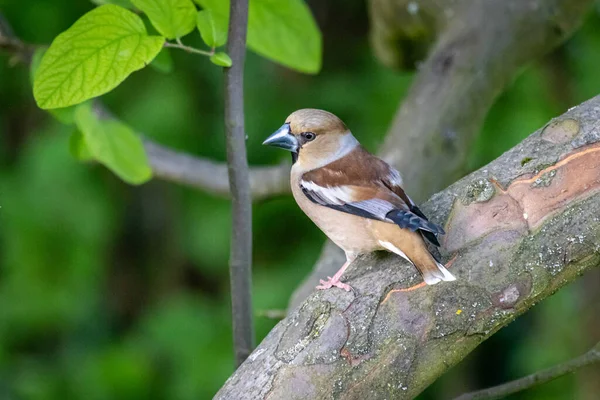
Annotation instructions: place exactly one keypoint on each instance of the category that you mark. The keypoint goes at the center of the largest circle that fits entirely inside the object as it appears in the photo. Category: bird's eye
(308, 136)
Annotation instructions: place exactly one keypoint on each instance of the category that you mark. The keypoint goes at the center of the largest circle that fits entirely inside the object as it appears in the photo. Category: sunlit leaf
(281, 30)
(122, 3)
(113, 144)
(93, 56)
(212, 27)
(172, 18)
(163, 61)
(65, 114)
(221, 59)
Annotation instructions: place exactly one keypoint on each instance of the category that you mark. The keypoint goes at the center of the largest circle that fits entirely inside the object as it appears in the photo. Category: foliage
(110, 42)
(109, 291)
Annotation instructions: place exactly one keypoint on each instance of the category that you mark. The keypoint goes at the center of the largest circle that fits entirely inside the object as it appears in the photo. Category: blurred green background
(109, 291)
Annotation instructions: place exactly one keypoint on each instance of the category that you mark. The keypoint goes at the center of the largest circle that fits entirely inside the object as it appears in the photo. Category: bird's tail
(433, 272)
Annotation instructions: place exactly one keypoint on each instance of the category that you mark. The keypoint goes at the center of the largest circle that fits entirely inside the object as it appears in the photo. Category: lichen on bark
(391, 337)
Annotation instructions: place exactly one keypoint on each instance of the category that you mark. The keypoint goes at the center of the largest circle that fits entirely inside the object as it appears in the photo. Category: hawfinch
(355, 198)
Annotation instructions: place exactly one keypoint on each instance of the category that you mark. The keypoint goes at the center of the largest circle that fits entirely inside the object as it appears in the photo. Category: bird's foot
(330, 282)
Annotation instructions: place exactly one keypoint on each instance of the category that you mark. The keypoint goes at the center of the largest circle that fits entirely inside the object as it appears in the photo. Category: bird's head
(315, 137)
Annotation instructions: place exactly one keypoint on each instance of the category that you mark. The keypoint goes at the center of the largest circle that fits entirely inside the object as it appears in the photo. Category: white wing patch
(343, 196)
(330, 195)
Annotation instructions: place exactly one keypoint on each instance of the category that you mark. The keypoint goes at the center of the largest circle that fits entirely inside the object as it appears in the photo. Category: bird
(354, 197)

# The exercise
Transcribe the material word for word, starting at the line that contains "Category: bird's head" and ending at the last line of the material, with both of those lines included.

# Output for this task
Annotation instructions: place exactly one keypoint on each instance of the category that you mark. The keypoint goes at the center of the largest circle that fits entirely inside the object as it appears in the photo. Category: bird's head
(315, 137)
Annotation instructions: place exactly one keypoint on each instance of the category that you mark. The keypoint goes at the center of the largest circle that fits entirely inside the object as it appears in the photo. Category: white wing patch
(343, 196)
(330, 195)
Annotation instructions: place exactly one keypoint on each instance of the category that you mark. The keypoint goes at the center of the largest circle that fits entirely inside the object as it appears in the photo. Category: bird
(354, 197)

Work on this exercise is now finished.